— begin INFORMATION PROVIDED —

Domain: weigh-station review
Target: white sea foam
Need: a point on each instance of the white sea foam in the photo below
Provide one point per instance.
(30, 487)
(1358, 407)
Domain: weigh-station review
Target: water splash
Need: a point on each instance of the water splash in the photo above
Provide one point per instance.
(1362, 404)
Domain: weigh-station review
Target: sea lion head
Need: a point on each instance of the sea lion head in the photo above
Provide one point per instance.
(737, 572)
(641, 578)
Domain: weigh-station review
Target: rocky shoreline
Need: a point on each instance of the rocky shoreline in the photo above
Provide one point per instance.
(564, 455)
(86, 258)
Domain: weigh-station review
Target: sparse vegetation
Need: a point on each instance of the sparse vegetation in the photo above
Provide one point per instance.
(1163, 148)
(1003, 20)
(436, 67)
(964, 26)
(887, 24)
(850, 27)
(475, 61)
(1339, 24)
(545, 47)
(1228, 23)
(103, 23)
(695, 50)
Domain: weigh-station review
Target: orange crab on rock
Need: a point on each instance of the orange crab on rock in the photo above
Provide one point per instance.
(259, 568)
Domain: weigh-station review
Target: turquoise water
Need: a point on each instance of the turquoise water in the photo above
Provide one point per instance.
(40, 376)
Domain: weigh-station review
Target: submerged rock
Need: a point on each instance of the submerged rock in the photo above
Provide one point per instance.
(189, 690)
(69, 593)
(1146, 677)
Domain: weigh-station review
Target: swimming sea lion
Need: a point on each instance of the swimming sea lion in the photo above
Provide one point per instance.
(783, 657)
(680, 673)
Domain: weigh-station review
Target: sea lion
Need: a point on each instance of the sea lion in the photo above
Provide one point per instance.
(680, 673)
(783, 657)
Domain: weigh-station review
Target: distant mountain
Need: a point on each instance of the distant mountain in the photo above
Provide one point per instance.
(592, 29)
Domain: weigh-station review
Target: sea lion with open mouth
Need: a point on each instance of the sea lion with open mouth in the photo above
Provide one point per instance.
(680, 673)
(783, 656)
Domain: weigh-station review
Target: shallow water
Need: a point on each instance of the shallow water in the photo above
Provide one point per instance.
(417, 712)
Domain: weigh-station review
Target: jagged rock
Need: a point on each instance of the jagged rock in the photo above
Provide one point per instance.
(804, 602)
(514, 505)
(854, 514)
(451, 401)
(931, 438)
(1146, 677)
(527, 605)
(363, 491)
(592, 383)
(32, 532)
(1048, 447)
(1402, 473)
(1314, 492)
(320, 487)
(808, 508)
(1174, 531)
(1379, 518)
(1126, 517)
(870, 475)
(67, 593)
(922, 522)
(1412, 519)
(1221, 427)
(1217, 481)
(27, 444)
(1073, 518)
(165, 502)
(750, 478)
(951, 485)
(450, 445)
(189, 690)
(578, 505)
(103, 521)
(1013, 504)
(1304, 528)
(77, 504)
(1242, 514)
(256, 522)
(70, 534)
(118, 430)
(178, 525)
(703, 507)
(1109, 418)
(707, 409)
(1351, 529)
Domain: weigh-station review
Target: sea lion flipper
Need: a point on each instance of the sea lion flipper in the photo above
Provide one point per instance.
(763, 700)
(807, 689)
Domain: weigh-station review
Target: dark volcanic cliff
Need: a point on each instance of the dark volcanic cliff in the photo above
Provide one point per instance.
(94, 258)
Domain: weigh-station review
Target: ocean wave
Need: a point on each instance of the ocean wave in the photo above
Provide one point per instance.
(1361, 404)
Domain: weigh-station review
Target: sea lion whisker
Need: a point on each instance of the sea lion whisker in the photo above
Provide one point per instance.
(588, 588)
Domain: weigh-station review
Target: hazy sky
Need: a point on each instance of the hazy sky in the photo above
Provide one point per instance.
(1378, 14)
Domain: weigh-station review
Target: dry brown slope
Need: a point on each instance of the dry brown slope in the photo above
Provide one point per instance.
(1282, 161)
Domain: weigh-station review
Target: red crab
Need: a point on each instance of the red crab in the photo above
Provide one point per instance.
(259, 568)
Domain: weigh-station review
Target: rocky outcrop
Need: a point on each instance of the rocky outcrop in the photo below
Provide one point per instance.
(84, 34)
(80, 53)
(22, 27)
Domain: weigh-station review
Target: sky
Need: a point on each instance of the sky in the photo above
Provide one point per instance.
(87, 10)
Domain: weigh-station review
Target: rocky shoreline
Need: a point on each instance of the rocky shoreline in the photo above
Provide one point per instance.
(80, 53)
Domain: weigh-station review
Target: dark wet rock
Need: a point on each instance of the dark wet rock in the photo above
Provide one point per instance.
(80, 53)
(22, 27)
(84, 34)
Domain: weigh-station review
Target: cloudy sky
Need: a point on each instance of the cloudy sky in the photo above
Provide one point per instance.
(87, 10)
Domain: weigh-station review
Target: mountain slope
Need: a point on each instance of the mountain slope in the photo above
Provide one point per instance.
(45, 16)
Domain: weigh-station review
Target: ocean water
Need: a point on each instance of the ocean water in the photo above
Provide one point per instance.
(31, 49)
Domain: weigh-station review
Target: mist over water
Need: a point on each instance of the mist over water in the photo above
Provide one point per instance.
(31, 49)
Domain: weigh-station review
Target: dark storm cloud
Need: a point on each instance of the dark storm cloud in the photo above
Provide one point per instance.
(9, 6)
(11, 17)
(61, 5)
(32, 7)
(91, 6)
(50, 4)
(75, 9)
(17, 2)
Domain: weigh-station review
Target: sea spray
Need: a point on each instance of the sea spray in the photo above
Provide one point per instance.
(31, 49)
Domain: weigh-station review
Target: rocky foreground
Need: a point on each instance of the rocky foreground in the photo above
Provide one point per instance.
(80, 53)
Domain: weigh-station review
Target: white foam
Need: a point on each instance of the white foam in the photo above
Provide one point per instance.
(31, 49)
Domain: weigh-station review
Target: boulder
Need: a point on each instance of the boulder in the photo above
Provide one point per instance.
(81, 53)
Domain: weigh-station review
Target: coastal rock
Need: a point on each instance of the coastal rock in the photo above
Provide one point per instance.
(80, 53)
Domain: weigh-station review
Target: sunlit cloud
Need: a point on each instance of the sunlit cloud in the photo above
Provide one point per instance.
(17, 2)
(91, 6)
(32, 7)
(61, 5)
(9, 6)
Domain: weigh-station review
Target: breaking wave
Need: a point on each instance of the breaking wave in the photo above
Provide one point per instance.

— end INFORMATION PROVIDED —

Rewrite the listing above in full, substituting "shoreline survey" for every occurrence of "weigh-station review" and leaving everything else as it is.

Domain: shoreline survey
Target: white sea foam
Need: a point on each instance of the white sea foam in the photo below
Provide one point per instance.
(30, 487)
(1358, 407)
Domain: shoreline survey
Target: water splash
Need: a point on each instance of the water splash in the photo above
Provide one point per instance.
(1362, 404)
Domain: shoreline survey
Target: sea lion head
Need: a point on each instance of the sea lion head in the photo above
Provide one point per instance.
(737, 572)
(641, 578)
Domain: shoreline survey
Target: rocky shoreline
Need: a point on each instance of the rocky shoreline in the photo above
Provide one point per instance.
(564, 455)
(86, 258)
Domain: shoreline survey
Target: sparse vegetation
Need: a point on each instance of the sparse vegetation in the photo above
Provide one point per instance.
(1163, 148)
(1003, 20)
(436, 67)
(964, 26)
(887, 24)
(850, 27)
(475, 61)
(1339, 24)
(545, 47)
(1228, 23)
(103, 23)
(695, 50)
Domain: shoreline survey
Target: orange crab on rock
Need: a point on each instance of the orange crab on rock in the photo above
Provide one point per instance.
(259, 568)
Domain: shoreline survey
Target: turquoise water
Need: a point on each instance of the turquoise water in the photo above
Provide one point per instance.
(40, 376)
Domain: shoreline survey
Target: submerged rock
Need: a point on each instance of the submerged rock in the photo above
Provide one point per instance.
(189, 690)
(69, 593)
(1146, 677)
Domain: shoreline survey
Target: swimming sea lion
Need: a point on each instance of the swimming sea lion in the photo above
Provide one point per instance.
(783, 657)
(680, 673)
Domain: shoreline survey
Target: sea lion
Need: a point on each instance of the sea lion in the photo above
Provide one point per instance.
(680, 673)
(783, 657)
Domain: shoreline survey
Target: distant mountain
Need: a point on each instance of the distant mountain in the photo above
Provide one point per instance.
(592, 29)
Domain: shoreline survey
Target: sea lion with open mouth
Need: a point on each instance of the sea lion with open mouth in the photo above
Provide one point per instance.
(680, 673)
(783, 656)
Domain: shoreline survey
Target: shallow water
Need: a point on each instance of the shallow water in the photo above
Provide one point per instance.
(417, 712)
Domain: shoreline survey
Target: jagged rock
Need: a point on each instance of the jagged rock in the photo above
Provide one point per instance.
(804, 602)
(514, 505)
(854, 514)
(451, 401)
(931, 438)
(1146, 677)
(527, 605)
(363, 491)
(592, 383)
(32, 532)
(1048, 447)
(1402, 473)
(1314, 492)
(320, 487)
(808, 508)
(1174, 531)
(1379, 518)
(1126, 517)
(870, 475)
(67, 593)
(922, 522)
(1412, 519)
(1221, 427)
(1217, 481)
(27, 444)
(1073, 518)
(165, 502)
(750, 478)
(951, 485)
(450, 445)
(189, 690)
(578, 505)
(103, 521)
(1013, 504)
(1304, 528)
(77, 504)
(1242, 514)
(256, 522)
(70, 534)
(118, 430)
(178, 525)
(703, 507)
(1109, 418)
(707, 409)
(1351, 529)
Domain: shoreline survey
Target: sea lion flipper
Need: a point on each instance of the sea lion flipper in the photo above
Provide one point per instance.
(763, 700)
(807, 689)
Domain: shoreline survey
Target: dark volcanic cliff
Need: a point on each instance of the dark volcanic cliff in the photo above
Provide one point per instance.
(94, 258)
Domain: shoreline survey
Target: ocean wave
Need: a point on each instance of the ocean wave in the photo above
Provide one point per instance.
(1361, 404)
Domain: shoreline survey
Target: sea lion whisker
Need: a point on each instance of the sea lion whisker in the photo above
Provide one point per instance.
(588, 588)
Domain: shoreline survey
Target: hazy sky
Need: a point on each instance of the hazy sky in the photo above
Provide one point per instance.
(1378, 14)
Domain: shoreline survey
Target: dry brown slope
Need: a point on each instance of the dry brown slope in the photo above
Provide one point per instance.
(1282, 161)
Domain: shoreline survey
Target: red crab
Need: a point on each instance of the red crab in the photo above
Provide one point per instance.
(259, 568)
Domain: shoreline survey
Target: rocky outcrop
Need: a point on each instance of the rocky outcrop in the photo below
Provide one point per instance.
(84, 34)
(80, 53)
(22, 27)
Domain: shoreline survey
Target: sky
Need: a point on each instance of the sky in the photo above
Provide one point per instance.
(87, 10)
Domain: shoreline survey
Target: rocky shoreline
Need: a point on each instance of the rocky shoreline in the photo above
Provide one point per instance.
(80, 53)
Domain: shoreline survey
Target: dark wet rock
Need: a point on each instance of the dark wet rock in the photo above
Provide one point per instance.
(80, 53)
(22, 27)
(84, 34)
Domain: shoreline survey
Target: cloudy sky
Need: a point on each instance of the cloudy sky in the photo above
Provide one point per instance.
(87, 10)
Domain: shoreline survey
Target: mountain slope
Need: a point on each instance of the mountain slope in the photo above
Provide one point per instance.
(45, 16)
Domain: shoreline survey
Target: ocean water
Need: a point on each instance of the ocean water in the photo above
Provide one point per instance.
(31, 49)
Domain: shoreline survey
Target: mist over water
Need: a point on each instance of the mist over water in the photo above
Provide one point per instance.
(31, 49)
Domain: shoreline survey
Target: dark storm cloud
Need: a point on each instance of the dark storm cloud in the photo above
Provide one point per instance.
(9, 6)
(11, 17)
(61, 5)
(32, 7)
(91, 6)
(50, 4)
(75, 9)
(17, 2)
Domain: shoreline survey
Target: sea spray
Need: a point on each instance of the sea spray in the photo above
Provide one point per instance.
(31, 49)
Domain: shoreline survey
Target: rocky foreground
Need: a point on each instance of the rocky foreground in the photo above
Provide one point per instance.
(80, 53)
Domain: shoreline survey
Target: white foam
Need: a point on each instance of the white foam in the photo above
Provide one point per instance.
(31, 49)
Domain: shoreline survey
Target: boulder
Need: a point on each instance of the boulder in the photo above
Provide one point per instance.
(81, 53)
Domain: shoreline survey
Target: coastal rock
Need: a point on each instance of the coastal rock in the photo above
Provide one point per instance.
(80, 53)
Domain: shoreline survey
Target: sunlit cloud
Need: a point on each instance of the sunlit cloud in the photo above
Provide one point per instance.
(17, 2)
(91, 6)
(32, 7)
(61, 5)
(9, 6)
Domain: shoreline survey
Target: breaking wave
Need: a point on each instance of the breaking wave in the photo above
Provide one point per instance.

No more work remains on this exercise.